- **TASK TO COMPLETE**
Print the lines of the passage about trusting others word for word, starting at "The problem is" and ending at "just another rejection?".

I can be so dumb sometimes. And right now I have to wonder if I have any idea how to use my brain.
Last night should have been a fun, good, easy going night. And instead I ruined it. Because I am so confused. I adore Dustin. I adore Dustin more than I have adored any boy - man - in quite a long time. I could just go on and on about all his great, beautiful, positive attributes. He's the kind of person I really want in my life, not just someone that I keep around because I'm scared of the void that I may have if I let go.
The problem is that I have such a hard time trusting people. Especially men. Things are good at first, sure. But then I start to feel these little tugs on my heart. And it is then that I get scared. I've had so many people in my life that I have loved... cared about. And they walk away, claiming they hate me, that I am manipulative and a liar, that I'm nothing but a self centered bitch that can't do anything right. Why should I keep letting people into my life when there is a chance that they will do the same thing? Why should I open myself up for just another rejection?
My other problem is that the few people that I think may be worthy I end up putting through this horrible push and pull process. You want to be my friend? Be prepared for me to push against you, fight you... do whatever I can to make you give up. I'll get mad at you and cry and bed and just be a completely lunatic. And then if you're still around just maybe I'll realize that you give a damn enough to stick around. It's sick, I know...

- **RECORD LIST**
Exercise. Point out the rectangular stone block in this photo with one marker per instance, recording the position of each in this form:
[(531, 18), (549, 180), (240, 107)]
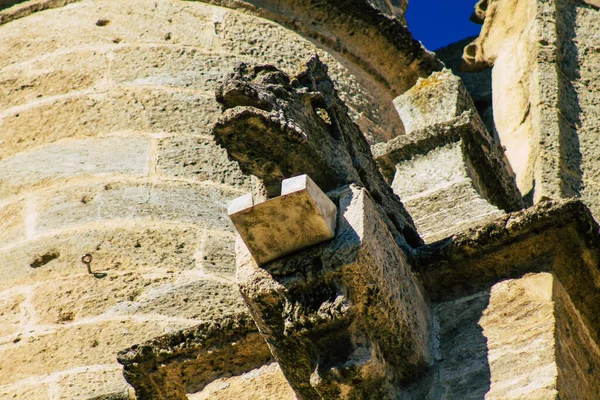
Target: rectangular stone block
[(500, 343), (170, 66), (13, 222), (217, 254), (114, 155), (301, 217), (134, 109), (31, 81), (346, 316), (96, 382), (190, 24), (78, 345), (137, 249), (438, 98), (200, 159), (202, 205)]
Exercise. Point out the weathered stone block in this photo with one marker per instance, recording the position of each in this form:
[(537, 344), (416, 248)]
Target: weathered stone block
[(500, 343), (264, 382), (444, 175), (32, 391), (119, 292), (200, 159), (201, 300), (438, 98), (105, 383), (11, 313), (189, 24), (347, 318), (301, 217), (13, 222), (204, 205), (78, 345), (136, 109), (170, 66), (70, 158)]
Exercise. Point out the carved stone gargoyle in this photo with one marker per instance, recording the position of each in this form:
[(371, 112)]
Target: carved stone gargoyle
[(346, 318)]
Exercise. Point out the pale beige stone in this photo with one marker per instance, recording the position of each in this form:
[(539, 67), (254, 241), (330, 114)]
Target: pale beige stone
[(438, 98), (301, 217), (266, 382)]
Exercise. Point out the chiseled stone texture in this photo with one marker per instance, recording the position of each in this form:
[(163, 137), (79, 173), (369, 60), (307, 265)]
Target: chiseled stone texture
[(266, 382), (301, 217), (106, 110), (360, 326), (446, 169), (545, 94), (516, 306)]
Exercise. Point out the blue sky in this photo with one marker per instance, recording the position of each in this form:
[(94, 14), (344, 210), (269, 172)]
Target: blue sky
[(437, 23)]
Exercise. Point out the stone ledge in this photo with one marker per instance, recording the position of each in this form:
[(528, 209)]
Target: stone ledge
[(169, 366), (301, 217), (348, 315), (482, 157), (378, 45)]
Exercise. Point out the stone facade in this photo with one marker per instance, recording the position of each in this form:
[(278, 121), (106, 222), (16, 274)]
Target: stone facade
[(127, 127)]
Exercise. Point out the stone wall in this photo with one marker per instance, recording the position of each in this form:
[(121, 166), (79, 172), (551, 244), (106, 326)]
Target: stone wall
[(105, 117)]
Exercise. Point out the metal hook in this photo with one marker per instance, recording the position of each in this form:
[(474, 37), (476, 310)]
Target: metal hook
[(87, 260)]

...

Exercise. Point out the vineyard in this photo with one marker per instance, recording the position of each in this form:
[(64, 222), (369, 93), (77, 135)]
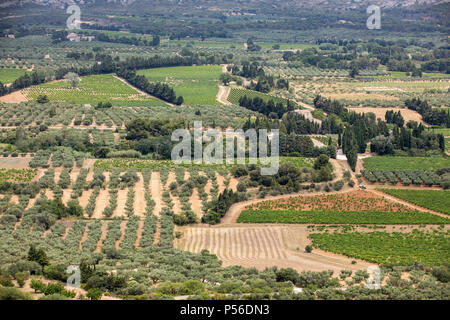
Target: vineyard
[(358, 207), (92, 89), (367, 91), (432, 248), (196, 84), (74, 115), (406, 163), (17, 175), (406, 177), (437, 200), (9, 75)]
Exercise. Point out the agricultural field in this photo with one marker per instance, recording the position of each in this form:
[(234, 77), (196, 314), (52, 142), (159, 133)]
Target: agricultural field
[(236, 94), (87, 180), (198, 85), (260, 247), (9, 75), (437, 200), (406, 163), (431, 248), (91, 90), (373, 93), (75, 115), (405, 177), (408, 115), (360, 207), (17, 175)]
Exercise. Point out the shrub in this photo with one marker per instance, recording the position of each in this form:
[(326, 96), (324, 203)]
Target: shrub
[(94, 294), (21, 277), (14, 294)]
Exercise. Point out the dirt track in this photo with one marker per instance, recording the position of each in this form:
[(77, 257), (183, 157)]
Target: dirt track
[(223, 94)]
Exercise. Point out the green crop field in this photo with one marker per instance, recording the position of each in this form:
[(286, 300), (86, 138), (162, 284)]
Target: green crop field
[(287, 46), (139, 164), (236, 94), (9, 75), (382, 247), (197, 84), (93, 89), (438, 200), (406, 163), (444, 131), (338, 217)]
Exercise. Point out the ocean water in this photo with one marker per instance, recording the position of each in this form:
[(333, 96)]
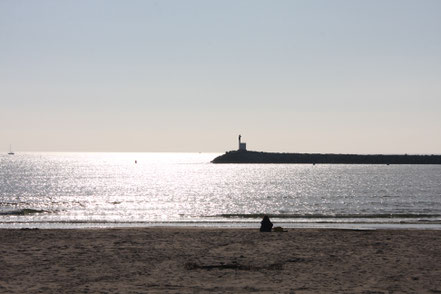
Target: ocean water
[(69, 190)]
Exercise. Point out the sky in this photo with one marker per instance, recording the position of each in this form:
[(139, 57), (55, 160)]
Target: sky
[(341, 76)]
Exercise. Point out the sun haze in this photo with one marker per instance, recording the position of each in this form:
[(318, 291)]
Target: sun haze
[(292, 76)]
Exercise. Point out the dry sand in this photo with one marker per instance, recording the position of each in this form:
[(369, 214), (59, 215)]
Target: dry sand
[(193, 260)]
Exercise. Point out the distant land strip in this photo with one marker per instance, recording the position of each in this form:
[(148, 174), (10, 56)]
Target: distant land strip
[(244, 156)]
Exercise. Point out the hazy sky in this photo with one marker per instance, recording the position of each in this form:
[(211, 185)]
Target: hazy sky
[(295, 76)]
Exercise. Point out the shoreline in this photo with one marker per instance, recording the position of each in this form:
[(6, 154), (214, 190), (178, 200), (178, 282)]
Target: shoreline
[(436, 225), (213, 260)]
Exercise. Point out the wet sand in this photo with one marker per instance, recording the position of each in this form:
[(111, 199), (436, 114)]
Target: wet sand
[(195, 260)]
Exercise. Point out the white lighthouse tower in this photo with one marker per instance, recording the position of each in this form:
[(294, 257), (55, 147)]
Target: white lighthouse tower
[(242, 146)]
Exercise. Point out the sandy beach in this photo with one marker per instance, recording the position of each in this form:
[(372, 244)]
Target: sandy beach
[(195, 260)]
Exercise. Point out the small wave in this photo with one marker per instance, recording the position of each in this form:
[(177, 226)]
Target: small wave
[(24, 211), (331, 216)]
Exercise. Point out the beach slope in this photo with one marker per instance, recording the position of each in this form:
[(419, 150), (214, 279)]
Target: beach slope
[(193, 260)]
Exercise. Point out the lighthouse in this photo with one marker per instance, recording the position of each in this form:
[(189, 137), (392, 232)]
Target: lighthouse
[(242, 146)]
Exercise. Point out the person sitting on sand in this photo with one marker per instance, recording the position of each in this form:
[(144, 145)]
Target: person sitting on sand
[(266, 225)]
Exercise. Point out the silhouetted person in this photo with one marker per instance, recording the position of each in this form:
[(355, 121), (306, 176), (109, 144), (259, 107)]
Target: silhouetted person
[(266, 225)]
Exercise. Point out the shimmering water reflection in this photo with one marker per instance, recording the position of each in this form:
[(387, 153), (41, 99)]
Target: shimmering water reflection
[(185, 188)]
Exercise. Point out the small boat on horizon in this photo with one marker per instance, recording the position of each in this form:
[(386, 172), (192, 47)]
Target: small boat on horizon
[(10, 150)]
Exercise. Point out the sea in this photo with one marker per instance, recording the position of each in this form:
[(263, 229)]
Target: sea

- **RIGHT ANSWER**
The problem is that I have such a hard time trusting people. Especially men. Things are good at first, sure. But then I start to feel these little tugs on my heart. And it is then that I get scared. I've had so many people in my life that I have loved... cared about. And they walk away, claiming they hate me, that I am manipulative and a liar, that I'm nothing but a self centered bitch that can't do anything right. Why should I keep letting people into my life when there is a chance that they will do the same thing? Why should I open myself up for just another rejection?